> Consigne 1: Recopiez à l'identique les lignes des enregistrements, de leur toute première ligne jusqu'à la ligne contenant « 256 127 L 257 », les deux bornes comprises. Ne reproduisez pas les images dans votre réponse.

> Texte fourni:
= = =

Vous l’aurez compris, j’aime vivre dans le passé. Je m’intéresse aux vieilles babioles, je passe mon temps à accumuler des livres poussiéreux, et en cuisine je m’obstine à suivre des règles désuètes. J’oblige donc mon entourage à partager mes lubies, en essayant de le convaincre que c’est pour son – votre – bien. Voilà pourquoi je suis parti à la recherche du farro, nom avec lequel en Italie on désigne le Triticum, un céréale proche du blé. Mais pas n’importe lequel.
Il a été le premier froment cultivé, quelque part entre la Turquie et l’Egypte, aux environ du 8.000 avant J.C. Il existe 3 espèces de Triticum, le monococcum, « petit épeautre » ou « engrain », le dicoccum, « moyen épeautre » ou « amidonnier » (celui qu’on cultive en Italie); et le « grand épeautre », ou Triticum spelta, qu’en France un poète (certainement) a nommé « le blé des Gaulois » (je ne sais pas pourquoi puisqu’il a été introduit dans les années 1990…).
La caractéristique principale du Triticum réside dans le fait que la plante pousse sur des terrains arides. En outre, chaque grain est enveloppé de deux pièces foliacées, très riches en silicium, qui le protègent de l’attaque des moisissures. Hélas, son rendement a été jugé trop faible pour l’agriculture industrielle, et d’ailleurs l’épeautre ne réagit pas aux engrais chimiques à base d’azote (alors que dans les épandages, en France, on en a abusé depuis les années 70). Dommage, parce que c’est le froment parmi le moins calorique : 100 gr. équivalent à 340 kcal; et à la différence des autres froments il contient de la méthionine, un acide aminé essentiel qui joue un rôle important dans la synthèse des protéines.
Sur ces bases, on s’attendrait à un plat ultra sophistiqué…et bien non. La recette que je vous propose aurait bien pu figurer dans le menu quotidien des Romains (farro en latin est far, d’où farine), à un détail près, les tomates. Pour le reste, on a de la couenne et de la bas-joue de porc, des aromates, oignon et ail, du fromage pecorino râpé, et de l’huile d’olive.

= = =

> Lignes de données:
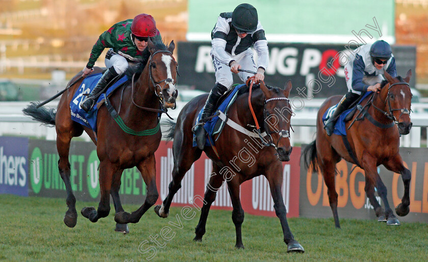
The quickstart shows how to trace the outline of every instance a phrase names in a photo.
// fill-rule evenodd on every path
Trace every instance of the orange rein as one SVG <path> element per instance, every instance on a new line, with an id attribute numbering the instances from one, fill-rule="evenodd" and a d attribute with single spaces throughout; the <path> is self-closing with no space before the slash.
<path id="1" fill-rule="evenodd" d="M 256 127 L 257 130 L 260 130 L 260 126 L 257 121 L 257 119 L 256 118 L 256 114 L 254 114 L 254 111 L 253 110 L 253 107 L 251 106 L 251 91 L 253 89 L 253 84 L 254 82 L 255 76 L 251 76 L 247 80 L 246 84 L 248 85 L 249 81 L 251 81 L 251 84 L 250 85 L 250 94 L 248 95 L 248 105 L 250 106 L 250 111 L 251 111 L 251 114 L 253 115 L 253 118 L 254 119 L 254 121 L 256 122 Z"/>

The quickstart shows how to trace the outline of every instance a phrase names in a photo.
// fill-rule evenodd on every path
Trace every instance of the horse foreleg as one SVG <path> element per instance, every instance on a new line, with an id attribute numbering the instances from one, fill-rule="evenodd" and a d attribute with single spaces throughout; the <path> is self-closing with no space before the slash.
<path id="1" fill-rule="evenodd" d="M 120 189 L 121 184 L 120 178 L 122 177 L 122 173 L 123 172 L 123 169 L 120 169 L 116 172 L 113 175 L 113 183 L 112 183 L 112 190 L 110 192 L 110 194 L 112 195 L 112 198 L 113 199 L 115 214 L 124 211 L 123 207 L 122 206 L 122 203 L 120 202 L 120 197 L 119 196 L 119 190 Z M 118 223 L 116 223 L 115 231 L 119 233 L 127 234 L 129 232 L 129 228 L 128 227 L 127 224 L 119 224 Z"/>
<path id="2" fill-rule="evenodd" d="M 206 220 L 208 218 L 208 214 L 209 212 L 209 208 L 211 204 L 216 200 L 217 195 L 217 191 L 222 187 L 224 178 L 220 173 L 220 168 L 216 165 L 212 164 L 212 173 L 209 177 L 209 180 L 206 185 L 205 195 L 204 195 L 204 204 L 201 209 L 201 217 L 199 218 L 199 222 L 198 225 L 195 228 L 195 241 L 201 242 L 202 241 L 202 237 L 205 233 L 205 225 Z"/>
<path id="3" fill-rule="evenodd" d="M 404 194 L 402 198 L 402 202 L 395 207 L 395 212 L 400 217 L 404 217 L 410 211 L 410 198 L 409 195 L 410 189 L 410 179 L 412 174 L 410 170 L 406 168 L 403 164 L 403 159 L 399 154 L 397 154 L 388 161 L 384 164 L 384 166 L 389 170 L 402 175 L 402 179 L 404 184 Z"/>
<path id="4" fill-rule="evenodd" d="M 229 194 L 232 201 L 233 210 L 232 211 L 232 221 L 235 225 L 235 230 L 236 232 L 236 248 L 244 248 L 242 243 L 242 226 L 244 222 L 244 209 L 241 206 L 239 199 L 239 184 L 237 179 L 232 179 L 227 183 Z"/>
<path id="5" fill-rule="evenodd" d="M 93 206 L 84 207 L 81 213 L 82 215 L 89 219 L 91 222 L 96 222 L 101 218 L 105 218 L 110 213 L 110 191 L 112 188 L 112 180 L 113 174 L 118 168 L 114 168 L 108 161 L 105 160 L 100 163 L 99 188 L 101 198 L 98 209 L 95 210 Z"/>
<path id="6" fill-rule="evenodd" d="M 370 201 L 370 203 L 373 206 L 374 209 L 374 212 L 376 214 L 376 216 L 378 217 L 378 222 L 386 222 L 387 215 L 385 213 L 385 211 L 383 209 L 381 204 L 376 199 L 374 196 L 374 185 L 371 179 L 369 178 L 368 176 L 365 176 L 365 186 L 364 187 L 364 191 L 366 192 L 367 197 Z"/>
<path id="7" fill-rule="evenodd" d="M 387 199 L 387 191 L 386 187 L 385 187 L 385 185 L 384 185 L 383 182 L 382 182 L 382 180 L 381 179 L 381 177 L 379 176 L 379 173 L 378 173 L 377 162 L 377 160 L 371 156 L 371 155 L 368 153 L 363 154 L 361 158 L 361 164 L 364 168 L 364 172 L 365 173 L 366 180 L 367 180 L 367 179 L 369 179 L 370 180 L 370 184 L 374 183 L 374 186 L 376 187 L 378 191 L 378 194 L 380 197 L 381 197 L 381 199 L 382 199 L 384 202 L 384 204 L 385 205 L 385 214 L 387 219 L 387 224 L 399 225 L 399 221 L 398 221 L 398 219 L 397 219 L 395 215 L 394 215 L 394 212 L 389 206 L 389 203 L 388 203 L 388 199 Z M 367 186 L 366 182 L 365 188 L 367 187 Z M 367 192 L 367 191 L 370 192 L 371 192 L 371 190 L 367 189 L 366 192 Z M 373 206 L 373 207 L 374 206 Z"/>
<path id="8" fill-rule="evenodd" d="M 138 164 L 137 168 L 147 186 L 146 200 L 139 208 L 131 214 L 124 212 L 117 213 L 115 216 L 115 221 L 119 224 L 138 222 L 141 217 L 156 203 L 159 197 L 156 186 L 156 161 L 154 155 L 151 155 L 144 159 Z"/>
<path id="9" fill-rule="evenodd" d="M 279 164 L 280 165 L 280 164 Z M 279 219 L 282 232 L 284 234 L 284 242 L 287 244 L 287 252 L 297 252 L 303 253 L 305 249 L 300 244 L 294 239 L 293 234 L 288 226 L 287 221 L 287 208 L 284 204 L 281 188 L 282 186 L 282 167 L 271 166 L 266 171 L 265 175 L 269 182 L 271 194 L 274 200 L 274 208 L 275 214 Z"/>
<path id="10" fill-rule="evenodd" d="M 76 198 L 73 194 L 71 184 L 70 181 L 70 162 L 68 155 L 70 151 L 70 142 L 71 138 L 68 134 L 57 131 L 57 148 L 60 160 L 58 161 L 58 169 L 60 174 L 65 185 L 67 192 L 67 206 L 68 209 L 65 213 L 64 222 L 69 227 L 74 227 L 77 223 L 77 212 L 76 211 Z"/>

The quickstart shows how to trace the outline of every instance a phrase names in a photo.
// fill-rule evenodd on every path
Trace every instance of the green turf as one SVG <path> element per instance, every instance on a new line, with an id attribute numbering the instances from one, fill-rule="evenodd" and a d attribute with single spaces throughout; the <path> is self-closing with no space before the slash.
<path id="1" fill-rule="evenodd" d="M 202 243 L 192 241 L 199 213 L 190 220 L 180 216 L 182 229 L 168 224 L 176 222 L 181 208 L 171 209 L 161 219 L 150 208 L 130 233 L 114 231 L 113 211 L 95 223 L 79 213 L 77 224 L 69 228 L 62 221 L 65 200 L 0 195 L 0 260 L 14 261 L 145 261 L 151 253 L 142 254 L 139 246 L 149 236 L 159 235 L 169 226 L 175 235 L 169 241 L 159 237 L 163 248 L 156 247 L 152 260 L 333 260 L 426 261 L 428 224 L 403 223 L 387 226 L 373 220 L 341 219 L 342 229 L 332 219 L 292 218 L 288 220 L 304 254 L 287 254 L 279 220 L 246 215 L 243 225 L 244 250 L 236 250 L 231 212 L 211 210 Z M 78 202 L 77 209 L 96 203 Z M 125 205 L 127 211 L 135 205 Z M 113 205 L 112 205 L 113 209 Z M 143 246 L 144 249 L 152 244 Z"/>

= = =

> Consigne 2: D'après le texte sur le farro, pourquoi l'épeautre a-t-il été écarté par l'agriculture industrielle ?

> Solution rédigée 1:
The quickstart shows how to trace the outline of every instance a phrase names in a photo.
// fill-rule evenodd on every path
Trace every instance of the orange rein as one SVG <path> element per instance, every instance on a new line, with an id attribute numbering the instances from one, fill-rule="evenodd" and a d attribute with single spaces throughout; the <path> is self-closing with no space before the slash.
<path id="1" fill-rule="evenodd" d="M 256 127 L 257 130 L 260 130 L 260 126 L 257 121 L 257 119 L 256 118 L 256 114 L 254 114 L 254 111 L 253 110 L 253 107 L 251 106 L 251 91 L 253 89 L 253 84 L 254 82 L 255 76 L 251 76 L 247 80 L 246 84 L 248 85 L 249 81 L 251 81 L 251 84 L 250 85 L 250 94 L 248 95 L 248 105 L 250 106 L 250 111 L 251 111 L 251 114 L 253 115 L 253 118 L 254 119 L 254 121 L 256 122 Z"/>

> Solution rédigée 2: Son rendement a été jugé trop faible pour l'agriculture industrielle. De plus, l'épeautre ne réagit pas aux engrais chimiques à base d'azote.